[Opening DATA FOR THIS EXERCISE section]
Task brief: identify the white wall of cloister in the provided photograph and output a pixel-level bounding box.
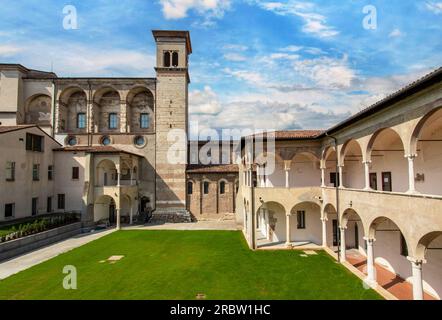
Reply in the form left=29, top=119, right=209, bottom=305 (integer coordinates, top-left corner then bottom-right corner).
left=236, top=82, right=442, bottom=300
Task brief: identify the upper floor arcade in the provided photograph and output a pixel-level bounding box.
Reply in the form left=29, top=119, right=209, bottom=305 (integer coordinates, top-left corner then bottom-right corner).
left=239, top=67, right=442, bottom=200
left=54, top=79, right=156, bottom=136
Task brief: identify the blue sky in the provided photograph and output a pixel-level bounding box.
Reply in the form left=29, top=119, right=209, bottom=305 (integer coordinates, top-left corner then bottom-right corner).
left=1, top=0, right=441, bottom=137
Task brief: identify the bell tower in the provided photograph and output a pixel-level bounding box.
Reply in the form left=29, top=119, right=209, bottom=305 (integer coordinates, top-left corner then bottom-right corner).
left=153, top=30, right=192, bottom=218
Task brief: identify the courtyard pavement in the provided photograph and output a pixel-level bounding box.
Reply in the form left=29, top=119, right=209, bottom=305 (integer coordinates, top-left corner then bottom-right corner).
left=0, top=228, right=115, bottom=280
left=346, top=249, right=437, bottom=300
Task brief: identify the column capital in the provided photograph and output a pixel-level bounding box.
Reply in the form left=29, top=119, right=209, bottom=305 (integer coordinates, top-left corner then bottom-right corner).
left=405, top=154, right=417, bottom=160
left=362, top=160, right=372, bottom=165
left=363, top=236, right=376, bottom=243
left=286, top=213, right=292, bottom=217
left=407, top=256, right=427, bottom=265
left=283, top=160, right=291, bottom=171
left=339, top=226, right=347, bottom=231
left=320, top=217, right=328, bottom=222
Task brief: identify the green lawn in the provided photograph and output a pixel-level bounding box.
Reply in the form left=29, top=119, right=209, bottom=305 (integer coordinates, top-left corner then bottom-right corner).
left=0, top=230, right=382, bottom=300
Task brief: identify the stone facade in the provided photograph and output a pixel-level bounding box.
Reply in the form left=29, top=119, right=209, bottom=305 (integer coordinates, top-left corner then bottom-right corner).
left=187, top=172, right=238, bottom=219
left=0, top=30, right=193, bottom=224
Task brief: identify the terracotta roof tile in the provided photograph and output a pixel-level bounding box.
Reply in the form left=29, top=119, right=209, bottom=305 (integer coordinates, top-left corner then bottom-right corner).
left=187, top=164, right=239, bottom=173
left=0, top=125, right=36, bottom=134
left=249, top=130, right=323, bottom=140
left=53, top=145, right=141, bottom=157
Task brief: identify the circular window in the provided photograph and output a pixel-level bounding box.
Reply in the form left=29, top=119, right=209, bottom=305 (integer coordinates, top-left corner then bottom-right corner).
left=100, top=136, right=112, bottom=146
left=66, top=136, right=78, bottom=146
left=134, top=136, right=146, bottom=148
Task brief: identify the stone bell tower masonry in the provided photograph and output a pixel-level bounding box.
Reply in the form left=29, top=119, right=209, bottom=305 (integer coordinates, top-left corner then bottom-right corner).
left=153, top=30, right=192, bottom=220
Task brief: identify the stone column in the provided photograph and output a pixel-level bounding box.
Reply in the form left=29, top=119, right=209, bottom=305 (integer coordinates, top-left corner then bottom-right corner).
left=321, top=217, right=327, bottom=247
left=406, top=155, right=417, bottom=194
left=285, top=214, right=291, bottom=246
left=364, top=161, right=371, bottom=190
left=338, top=165, right=344, bottom=188
left=321, top=166, right=326, bottom=187
left=340, top=227, right=346, bottom=261
left=130, top=203, right=134, bottom=225
left=117, top=170, right=121, bottom=187
left=116, top=208, right=121, bottom=230
left=408, top=257, right=425, bottom=300
left=284, top=160, right=291, bottom=188
left=365, top=237, right=377, bottom=285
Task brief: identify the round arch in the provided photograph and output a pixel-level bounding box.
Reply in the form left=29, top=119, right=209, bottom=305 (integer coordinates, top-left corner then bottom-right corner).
left=24, top=94, right=52, bottom=125
left=96, top=159, right=118, bottom=187
left=59, top=86, right=88, bottom=105
left=366, top=127, right=406, bottom=161
left=93, top=86, right=121, bottom=104
left=93, top=195, right=117, bottom=223
left=410, top=106, right=442, bottom=156
left=415, top=231, right=442, bottom=260
left=256, top=201, right=287, bottom=243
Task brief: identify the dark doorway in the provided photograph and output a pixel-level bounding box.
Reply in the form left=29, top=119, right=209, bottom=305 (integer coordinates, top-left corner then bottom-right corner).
left=382, top=172, right=392, bottom=192
left=32, top=198, right=38, bottom=216
left=109, top=199, right=116, bottom=224
left=140, top=197, right=151, bottom=214
left=369, top=173, right=377, bottom=190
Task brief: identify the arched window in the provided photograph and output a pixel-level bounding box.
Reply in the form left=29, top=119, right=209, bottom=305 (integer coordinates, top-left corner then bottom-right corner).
left=203, top=181, right=210, bottom=195
left=164, top=52, right=171, bottom=67
left=172, top=52, right=179, bottom=67
left=187, top=181, right=193, bottom=195
left=219, top=181, right=226, bottom=194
[Closing DATA FOR THIS EXERCISE section]
## PROMPT
Retype all entries exactly; omit pictures.

## ANSWER SPACE
Task brief: identify the white wall of cloister in the provided photograph and output a pixel-level bounding box.
Reply in the form left=29, top=119, right=209, bottom=305 (integer coordinates, top-left corner then bottom-right corner).
left=236, top=82, right=442, bottom=300
Task brief: identify the upper floor arcade in the provided photograph and output a pixel-level bounding box.
Reply in the form left=29, top=119, right=209, bottom=305 (integer coordinates, top-left corner then bottom-right corner).
left=239, top=67, right=442, bottom=200
left=54, top=79, right=156, bottom=136
Task brief: identify the blue sky in the provided photograph and output a pixel-level bounding box.
Reply in the form left=29, top=119, right=209, bottom=305 (integer coordinates, top-left corner then bottom-right corner).
left=1, top=0, right=441, bottom=137
Task brief: identify the bell tower in the provided photograph and output a pixel-level bounding box.
Reply in the form left=29, top=119, right=209, bottom=305 (integer coordinates, top-left corner then bottom-right corner).
left=153, top=30, right=192, bottom=218
Task brief: identify the courtyard pavement in the provided photograph and output a pixel-level bounding box.
Reply in the form left=29, top=119, right=209, bottom=305 (integer coordinates, top-left corner then bottom-right corner).
left=0, top=228, right=115, bottom=280
left=346, top=249, right=437, bottom=300
Task brief: identify the column capital in the provided photograph and output a pixel-level bounding box.
Reply in the form left=29, top=119, right=209, bottom=305 (integer coordinates, top-left corner then bottom-right corner).
left=405, top=154, right=417, bottom=160
left=362, top=160, right=372, bottom=165
left=363, top=236, right=376, bottom=243
left=286, top=213, right=292, bottom=217
left=407, top=256, right=427, bottom=265
left=283, top=160, right=291, bottom=171
left=339, top=226, right=347, bottom=231
left=320, top=217, right=328, bottom=222
Task brief: identify the green lawn in the provided photograph and output a pixel-level bounding box.
Reply in the form left=29, top=119, right=209, bottom=305 (integer coordinates, top-left corner then bottom-right corner).
left=0, top=230, right=382, bottom=300
Task brief: identify the stone facade in the provided photograph and output a pixel-level bounding box.
Reply in the form left=29, top=119, right=209, bottom=305 (integer coordinates, top-left corner then bottom-right corner).
left=187, top=172, right=238, bottom=219
left=0, top=30, right=193, bottom=224
Task brief: identify the terracotta roof tile in the provided photograph and output a pixel-level bounding box.
Reply in the form left=29, top=119, right=209, bottom=305 (integer coordinates, top-left corner then bottom-right corner).
left=187, top=164, right=239, bottom=173
left=0, top=125, right=36, bottom=134
left=249, top=130, right=323, bottom=140
left=53, top=145, right=141, bottom=157
Task brief: identify the circular window in the provided photograph and output a pixel-level bounding box.
Reply in the form left=29, top=119, right=209, bottom=305 (integer coordinates, top-left corner then bottom-right corner).
left=100, top=136, right=112, bottom=146
left=66, top=136, right=78, bottom=146
left=134, top=136, right=146, bottom=148
Task brief: identify the stone bell tower masonry in the provided photograph and output a pixel-level bounding box.
Reply in the form left=29, top=119, right=209, bottom=305 (integer coordinates, top-left corner then bottom-right corner).
left=153, top=30, right=192, bottom=220
Task brief: identify the stone column in the provided photograph and output a pixel-level bounding box.
Reply in the form left=29, top=119, right=209, bottom=305 (integer coordinates, top-left corner then bottom-right corner).
left=321, top=217, right=327, bottom=247
left=406, top=155, right=417, bottom=194
left=285, top=214, right=291, bottom=246
left=364, top=161, right=371, bottom=190
left=338, top=165, right=344, bottom=188
left=321, top=166, right=326, bottom=187
left=340, top=227, right=346, bottom=261
left=130, top=203, right=134, bottom=225
left=117, top=170, right=121, bottom=187
left=116, top=208, right=121, bottom=230
left=408, top=257, right=425, bottom=300
left=284, top=160, right=291, bottom=188
left=365, top=237, right=377, bottom=285
Task brief: identify the round arch in the provided photograph and output a pixel-level bounding box.
Reply in the form left=29, top=119, right=209, bottom=305 (integer coordinates, top-left corner then bottom-right corner).
left=24, top=94, right=52, bottom=125
left=96, top=159, right=118, bottom=187
left=59, top=86, right=88, bottom=105
left=366, top=127, right=406, bottom=161
left=93, top=86, right=121, bottom=104
left=93, top=195, right=117, bottom=223
left=410, top=106, right=442, bottom=156
left=415, top=231, right=442, bottom=260
left=256, top=201, right=287, bottom=243
Task brief: identify the dark doorway in the provided photograph and output a pixel-level bounding box.
Reply in the form left=29, top=119, right=209, bottom=305 (integer coordinates, top-left corner then bottom-right corner).
left=382, top=172, right=392, bottom=192
left=32, top=198, right=38, bottom=216
left=109, top=199, right=116, bottom=224
left=140, top=197, right=151, bottom=214
left=369, top=173, right=377, bottom=190
Task brief: identify the arched window in the provided photograph and output a pixel-level bounding box.
Reply in the form left=29, top=119, right=209, bottom=305 (integer coordinates, top-left corner then bottom-right corner).
left=203, top=181, right=210, bottom=195
left=164, top=52, right=171, bottom=67
left=172, top=52, right=179, bottom=67
left=187, top=181, right=193, bottom=195
left=219, top=181, right=226, bottom=194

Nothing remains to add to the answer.